As this new policy group illustrates, the union is grounded in widespread ideological agreement on a broad array of foreign policy debates: from Israel to Syria to the Gulf States to Ukraine to Russia. And the narrow differences that exist between the two groups — on the wisdom of the Iran deal, the nobility of the Iraq War, the justifiability of torture — are more relics of past debates than current, live controversies. These two groups have found common cause because, with rare and limited exception, they share common policy beliefs and foreign policy mentalities.

yes that very narrow difference between Dems and the GOP on torture, Iran and the Iraq war

also this is hilarious

What we see instead are leading Democratic foreign policy experts joining hands with the world’s worst neocons to form new, broad-based policy advocacy groups to re-shape U.S. foreign policy toward a more hostile, belligerent and hawkish posture.

re-shape it into a more bad, bad and bad and worse thing than it already is!! because the only thing worse than Rex Tillerson running the State Department and the DoD running itself would be a Democrat in charge of anything. Yours truly, Glenn Greenwald

El Tomboto, Monday, 17 July 2017 18:15 (eight years ago)

I mean the policy group he's flipping out about is another fly-by-night beltway special that all these usual suspects glom on to in case it goes anywhere, and then it never does - Chertoff has to have been associated with like 50 of these things by now - and the whole piece goes on and on and on without making a single specific point other than guilt by association and the usual self-congratulatory confirmation bias that must be catnip for wont-be-fooled-again megacynics like Morbs

El Tomboto, Monday, 17 July 2017 18:19 (eight years ago)

Recorded data

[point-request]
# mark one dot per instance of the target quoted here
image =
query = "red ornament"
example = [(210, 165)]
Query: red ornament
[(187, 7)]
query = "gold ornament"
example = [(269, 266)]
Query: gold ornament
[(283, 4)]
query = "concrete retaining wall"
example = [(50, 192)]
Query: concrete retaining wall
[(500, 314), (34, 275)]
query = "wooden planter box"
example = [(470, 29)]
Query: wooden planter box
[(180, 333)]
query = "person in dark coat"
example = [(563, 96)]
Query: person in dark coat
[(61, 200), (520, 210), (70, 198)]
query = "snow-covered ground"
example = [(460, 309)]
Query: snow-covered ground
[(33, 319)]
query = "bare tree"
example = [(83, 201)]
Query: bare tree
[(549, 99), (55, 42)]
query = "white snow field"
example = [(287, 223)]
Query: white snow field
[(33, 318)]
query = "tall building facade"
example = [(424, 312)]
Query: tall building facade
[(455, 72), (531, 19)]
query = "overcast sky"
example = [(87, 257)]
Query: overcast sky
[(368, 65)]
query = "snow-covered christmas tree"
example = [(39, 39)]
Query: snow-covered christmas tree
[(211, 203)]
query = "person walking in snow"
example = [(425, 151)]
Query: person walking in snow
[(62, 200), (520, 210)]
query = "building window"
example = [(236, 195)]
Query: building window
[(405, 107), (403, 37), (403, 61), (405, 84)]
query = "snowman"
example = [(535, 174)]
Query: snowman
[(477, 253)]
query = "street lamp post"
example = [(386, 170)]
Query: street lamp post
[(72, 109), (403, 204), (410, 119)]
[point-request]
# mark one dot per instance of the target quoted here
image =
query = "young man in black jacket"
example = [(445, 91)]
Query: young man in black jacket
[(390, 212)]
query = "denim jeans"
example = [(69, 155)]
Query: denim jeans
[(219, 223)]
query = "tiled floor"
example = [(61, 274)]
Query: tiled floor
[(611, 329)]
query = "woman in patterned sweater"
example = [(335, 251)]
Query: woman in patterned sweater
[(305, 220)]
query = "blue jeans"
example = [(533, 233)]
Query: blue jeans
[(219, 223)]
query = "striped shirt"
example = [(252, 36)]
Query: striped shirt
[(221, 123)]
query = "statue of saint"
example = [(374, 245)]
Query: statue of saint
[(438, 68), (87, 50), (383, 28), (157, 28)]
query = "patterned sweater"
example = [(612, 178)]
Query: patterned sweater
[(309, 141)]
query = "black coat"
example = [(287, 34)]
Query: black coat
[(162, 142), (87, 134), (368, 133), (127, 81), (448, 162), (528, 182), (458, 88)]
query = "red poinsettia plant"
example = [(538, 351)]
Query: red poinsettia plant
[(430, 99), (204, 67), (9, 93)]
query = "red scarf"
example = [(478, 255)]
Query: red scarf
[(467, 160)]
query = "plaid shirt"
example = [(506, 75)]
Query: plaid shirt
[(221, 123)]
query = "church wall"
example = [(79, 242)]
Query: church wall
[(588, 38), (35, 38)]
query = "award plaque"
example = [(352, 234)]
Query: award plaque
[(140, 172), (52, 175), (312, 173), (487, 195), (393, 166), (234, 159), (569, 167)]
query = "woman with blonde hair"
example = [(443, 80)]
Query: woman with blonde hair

Exercise tasks
a. Show each line of the entries that contains the word "white", treating uppercase and lowercase as different.
b. Write the next part of the forum thread about the new foreign policy group, picking up right after its final post.
The text and the entries were taken from separate, unrelated sources.

Answers provided
a.
query = "white snow field"
Query: white snow field

b.
guilt by association

^^^this

Οὖτις, Monday, 17 July 2017 18:21 (eight years ago)

Kamala also has a big dem donor class sewn up - she's a former AG of CA and her husband is head of the west LA office for Venable LLP. Big law firms were Hillary's #1 source of cash in 2016. (too lazy to google. if it wasnt #1 it was top 3 for sure.) xp

officer sonny bonds, lytton pd (mayor jingleberries), Monday, 17 July 2017 18:23 (eight years ago)

Relevant to GG.

The folks who sold Trump as a non-interventionist would rather talk about this Russia stuff than Trump's death toll. https://t.co/IIgDClIpRx

— Charles Davis (@charliearchy) July 17, 2017

Nerdstrom Poindexter, Monday, 17 July 2017 18:25 (eight years ago)

yr losing yr breakfast is just gravy, T

Supercreditor (Dr Morbius), Monday, 17 July 2017 18:26 (eight years ago)

ew

nice cage (m bison), Monday, 17 July 2017 20:00 (eight years ago)

I don't understand who would eat "gravy."

the Rain Man of nationalism. (Alfred, Lord Sotosyn), Monday, 17 July 2017 20:03 (eight years ago)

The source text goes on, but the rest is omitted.